§ **Exercise data**:

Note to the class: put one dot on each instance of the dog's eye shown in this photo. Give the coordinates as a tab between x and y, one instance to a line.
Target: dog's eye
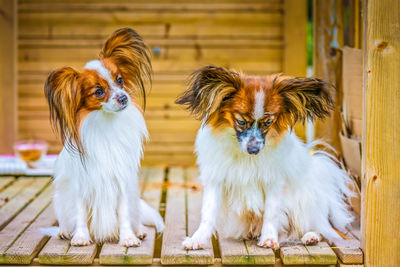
99	92
240	122
268	122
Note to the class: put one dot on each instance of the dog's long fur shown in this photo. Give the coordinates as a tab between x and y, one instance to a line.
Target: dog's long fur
261	181
94	110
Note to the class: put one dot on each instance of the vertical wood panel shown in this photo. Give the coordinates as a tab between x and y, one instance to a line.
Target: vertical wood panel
328	35
8	75
183	36
295	37
295	40
381	135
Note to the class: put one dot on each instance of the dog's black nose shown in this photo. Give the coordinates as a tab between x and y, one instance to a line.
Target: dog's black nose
253	149
122	100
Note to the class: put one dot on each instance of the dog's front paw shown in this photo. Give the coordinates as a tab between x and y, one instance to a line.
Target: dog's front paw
141	232
311	238
64	235
193	243
130	241
268	242
80	240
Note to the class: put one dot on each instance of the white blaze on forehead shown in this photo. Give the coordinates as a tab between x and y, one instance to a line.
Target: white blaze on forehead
98	66
259	98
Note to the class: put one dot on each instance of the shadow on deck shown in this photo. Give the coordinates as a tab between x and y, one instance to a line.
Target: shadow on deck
25	207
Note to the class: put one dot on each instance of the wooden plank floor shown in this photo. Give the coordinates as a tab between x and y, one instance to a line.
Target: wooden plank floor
25	207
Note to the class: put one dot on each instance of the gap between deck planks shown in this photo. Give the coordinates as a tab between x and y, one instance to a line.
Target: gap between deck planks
24	241
60	252
115	254
182	218
20	239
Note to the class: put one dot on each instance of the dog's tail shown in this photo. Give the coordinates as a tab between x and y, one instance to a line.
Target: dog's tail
150	216
50	231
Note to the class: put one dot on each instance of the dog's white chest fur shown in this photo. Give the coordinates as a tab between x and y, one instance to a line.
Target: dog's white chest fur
113	147
287	175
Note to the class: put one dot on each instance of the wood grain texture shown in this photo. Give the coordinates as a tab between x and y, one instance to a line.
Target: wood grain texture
60	252
328	19
5	182
193	202
244	252
381	136
348	251
8	75
28	245
114	254
10	234
30	187
295	45
172	252
245	36
299	254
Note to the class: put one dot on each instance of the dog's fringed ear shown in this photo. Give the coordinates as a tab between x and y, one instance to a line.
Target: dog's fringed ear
209	88
304	98
127	50
64	99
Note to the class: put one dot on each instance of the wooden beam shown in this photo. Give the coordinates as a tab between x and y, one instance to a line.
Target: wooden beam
8	75
295	34
328	36
295	44
381	135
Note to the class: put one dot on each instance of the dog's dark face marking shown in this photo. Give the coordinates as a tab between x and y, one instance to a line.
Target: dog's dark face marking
259	109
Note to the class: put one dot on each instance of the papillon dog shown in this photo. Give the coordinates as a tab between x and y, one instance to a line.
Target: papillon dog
260	181
102	128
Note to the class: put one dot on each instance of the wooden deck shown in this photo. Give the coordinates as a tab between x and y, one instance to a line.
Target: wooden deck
25	207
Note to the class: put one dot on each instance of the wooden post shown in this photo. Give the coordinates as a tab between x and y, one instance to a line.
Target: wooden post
8	75
328	35
381	135
295	34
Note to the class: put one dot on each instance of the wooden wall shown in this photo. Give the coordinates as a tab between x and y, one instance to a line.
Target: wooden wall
246	36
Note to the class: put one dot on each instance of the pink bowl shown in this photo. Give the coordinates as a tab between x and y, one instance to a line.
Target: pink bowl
30	150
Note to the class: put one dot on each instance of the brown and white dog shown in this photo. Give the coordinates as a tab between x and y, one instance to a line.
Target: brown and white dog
260	181
102	128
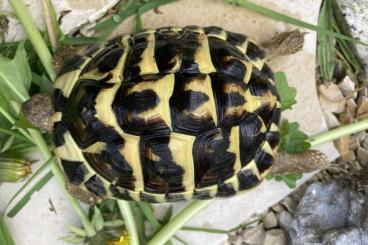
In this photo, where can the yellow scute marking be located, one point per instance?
(148, 63)
(181, 146)
(203, 56)
(209, 107)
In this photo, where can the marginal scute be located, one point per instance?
(167, 115)
(213, 162)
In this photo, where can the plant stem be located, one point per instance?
(5, 236)
(35, 36)
(51, 30)
(127, 214)
(338, 132)
(44, 148)
(196, 206)
(290, 20)
(178, 221)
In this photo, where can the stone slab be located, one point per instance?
(37, 225)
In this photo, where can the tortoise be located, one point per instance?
(165, 115)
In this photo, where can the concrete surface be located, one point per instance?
(37, 225)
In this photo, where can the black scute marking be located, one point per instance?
(160, 172)
(106, 59)
(225, 190)
(263, 160)
(71, 64)
(111, 165)
(247, 179)
(127, 107)
(254, 52)
(80, 116)
(273, 138)
(59, 100)
(202, 195)
(74, 171)
(226, 58)
(60, 128)
(212, 30)
(235, 38)
(95, 185)
(212, 162)
(251, 139)
(189, 44)
(167, 51)
(266, 70)
(138, 102)
(184, 102)
(119, 193)
(138, 44)
(225, 101)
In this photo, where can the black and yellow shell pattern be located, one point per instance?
(166, 115)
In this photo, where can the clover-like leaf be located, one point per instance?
(287, 94)
(292, 139)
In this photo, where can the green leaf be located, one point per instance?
(147, 211)
(77, 231)
(97, 219)
(15, 75)
(7, 144)
(326, 43)
(287, 94)
(292, 139)
(167, 215)
(27, 197)
(290, 20)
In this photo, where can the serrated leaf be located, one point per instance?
(73, 239)
(292, 139)
(77, 231)
(97, 219)
(287, 94)
(114, 223)
(7, 144)
(15, 75)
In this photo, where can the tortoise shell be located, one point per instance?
(166, 115)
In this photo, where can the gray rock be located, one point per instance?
(270, 220)
(254, 235)
(275, 237)
(285, 220)
(328, 214)
(351, 236)
(363, 156)
(352, 15)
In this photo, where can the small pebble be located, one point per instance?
(270, 220)
(275, 237)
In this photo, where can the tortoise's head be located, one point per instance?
(39, 110)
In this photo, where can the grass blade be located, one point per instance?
(5, 236)
(35, 175)
(326, 43)
(25, 199)
(290, 20)
(203, 229)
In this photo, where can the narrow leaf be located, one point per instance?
(292, 139)
(290, 20)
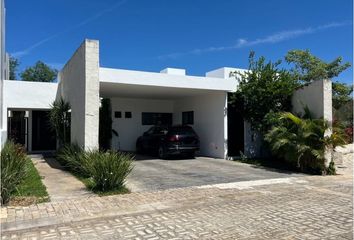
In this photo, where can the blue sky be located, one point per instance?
(196, 35)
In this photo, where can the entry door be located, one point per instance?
(235, 127)
(43, 138)
(18, 128)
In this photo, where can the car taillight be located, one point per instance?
(174, 138)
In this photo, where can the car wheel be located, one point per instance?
(161, 152)
(191, 155)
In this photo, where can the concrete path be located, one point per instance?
(60, 184)
(151, 174)
(313, 208)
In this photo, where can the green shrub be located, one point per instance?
(108, 170)
(13, 169)
(71, 156)
(302, 142)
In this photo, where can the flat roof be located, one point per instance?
(164, 80)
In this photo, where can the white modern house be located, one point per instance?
(139, 100)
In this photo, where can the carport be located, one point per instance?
(142, 99)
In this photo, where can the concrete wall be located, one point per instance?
(210, 121)
(317, 96)
(129, 129)
(79, 85)
(27, 95)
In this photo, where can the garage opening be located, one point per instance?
(43, 138)
(148, 106)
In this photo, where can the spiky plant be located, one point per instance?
(59, 118)
(303, 141)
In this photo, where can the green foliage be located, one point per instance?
(14, 63)
(13, 169)
(108, 170)
(301, 142)
(331, 170)
(32, 185)
(102, 171)
(59, 118)
(263, 89)
(308, 68)
(105, 124)
(72, 157)
(40, 72)
(341, 94)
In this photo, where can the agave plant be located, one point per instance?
(303, 141)
(60, 120)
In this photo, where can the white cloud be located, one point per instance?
(270, 39)
(26, 51)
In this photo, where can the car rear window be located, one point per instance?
(181, 131)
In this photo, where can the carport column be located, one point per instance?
(79, 85)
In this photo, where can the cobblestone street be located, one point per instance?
(289, 208)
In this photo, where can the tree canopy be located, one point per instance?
(264, 88)
(40, 72)
(308, 68)
(341, 94)
(14, 63)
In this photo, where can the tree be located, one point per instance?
(308, 68)
(60, 120)
(40, 72)
(262, 90)
(341, 94)
(301, 141)
(14, 63)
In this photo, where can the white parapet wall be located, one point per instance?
(79, 85)
(317, 96)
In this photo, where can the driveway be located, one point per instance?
(151, 174)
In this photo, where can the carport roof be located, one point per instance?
(138, 84)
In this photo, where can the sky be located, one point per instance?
(197, 35)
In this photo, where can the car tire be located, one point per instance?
(161, 153)
(191, 155)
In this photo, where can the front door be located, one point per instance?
(43, 137)
(17, 123)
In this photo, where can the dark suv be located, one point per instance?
(169, 140)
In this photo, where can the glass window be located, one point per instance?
(188, 117)
(118, 114)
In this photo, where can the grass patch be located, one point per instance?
(31, 185)
(90, 186)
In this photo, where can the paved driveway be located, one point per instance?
(152, 174)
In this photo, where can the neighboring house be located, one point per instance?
(139, 100)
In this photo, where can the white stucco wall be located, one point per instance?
(3, 132)
(317, 96)
(129, 129)
(27, 95)
(79, 84)
(210, 121)
(165, 80)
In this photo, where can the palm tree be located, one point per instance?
(303, 141)
(59, 118)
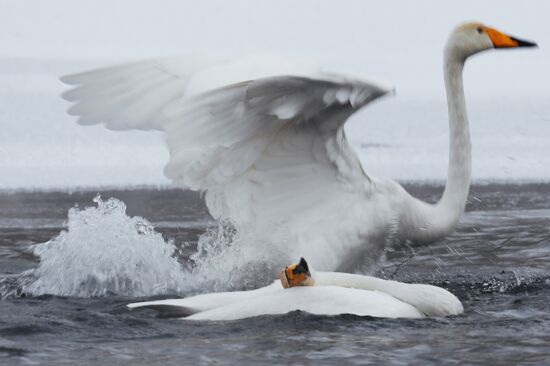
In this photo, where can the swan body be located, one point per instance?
(264, 138)
(333, 293)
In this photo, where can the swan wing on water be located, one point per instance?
(322, 300)
(267, 149)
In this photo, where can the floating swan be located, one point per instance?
(264, 137)
(322, 293)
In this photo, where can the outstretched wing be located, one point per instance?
(132, 96)
(267, 150)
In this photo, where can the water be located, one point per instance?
(497, 263)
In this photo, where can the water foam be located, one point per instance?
(105, 252)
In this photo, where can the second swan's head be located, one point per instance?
(471, 38)
(296, 275)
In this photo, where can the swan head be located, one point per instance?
(471, 38)
(296, 275)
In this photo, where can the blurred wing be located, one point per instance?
(268, 150)
(272, 147)
(132, 96)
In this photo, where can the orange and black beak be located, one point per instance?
(501, 40)
(296, 275)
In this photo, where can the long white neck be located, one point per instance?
(428, 222)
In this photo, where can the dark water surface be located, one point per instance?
(497, 263)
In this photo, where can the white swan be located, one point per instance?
(264, 137)
(329, 293)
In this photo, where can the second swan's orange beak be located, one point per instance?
(501, 40)
(296, 275)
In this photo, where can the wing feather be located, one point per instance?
(266, 150)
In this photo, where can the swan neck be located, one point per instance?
(455, 195)
(427, 222)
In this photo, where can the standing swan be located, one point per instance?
(264, 137)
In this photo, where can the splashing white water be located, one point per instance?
(106, 252)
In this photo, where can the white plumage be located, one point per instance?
(333, 293)
(264, 137)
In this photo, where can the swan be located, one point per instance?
(263, 136)
(321, 293)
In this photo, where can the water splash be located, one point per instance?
(104, 251)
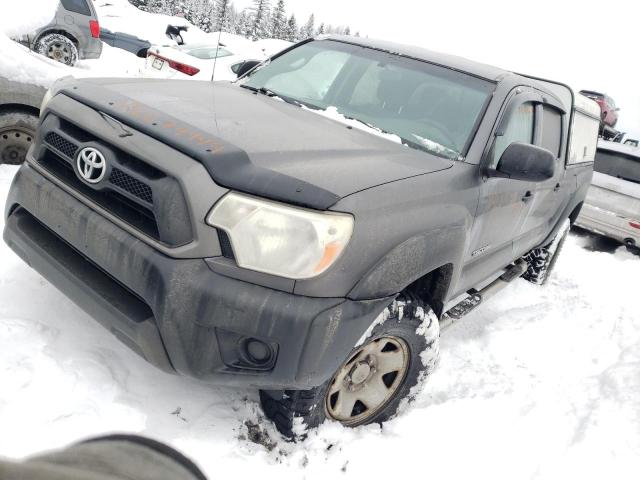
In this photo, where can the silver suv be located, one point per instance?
(74, 33)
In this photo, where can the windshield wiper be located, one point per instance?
(272, 94)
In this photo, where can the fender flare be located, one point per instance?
(412, 260)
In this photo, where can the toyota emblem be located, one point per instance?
(91, 165)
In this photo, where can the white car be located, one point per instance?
(196, 61)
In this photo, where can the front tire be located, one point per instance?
(541, 261)
(57, 47)
(399, 355)
(17, 131)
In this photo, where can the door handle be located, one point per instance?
(527, 196)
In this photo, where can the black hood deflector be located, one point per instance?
(228, 165)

§ **What to do**: Once the line containing "In this photo, where can the door" is found in the listing above, set down that line and every line after it, exactly.

§ **Output**:
In this photo, where can the door handle be located, one point per instance?
(527, 196)
In this photo, where can the black hood deflector be located, one point per instance?
(228, 165)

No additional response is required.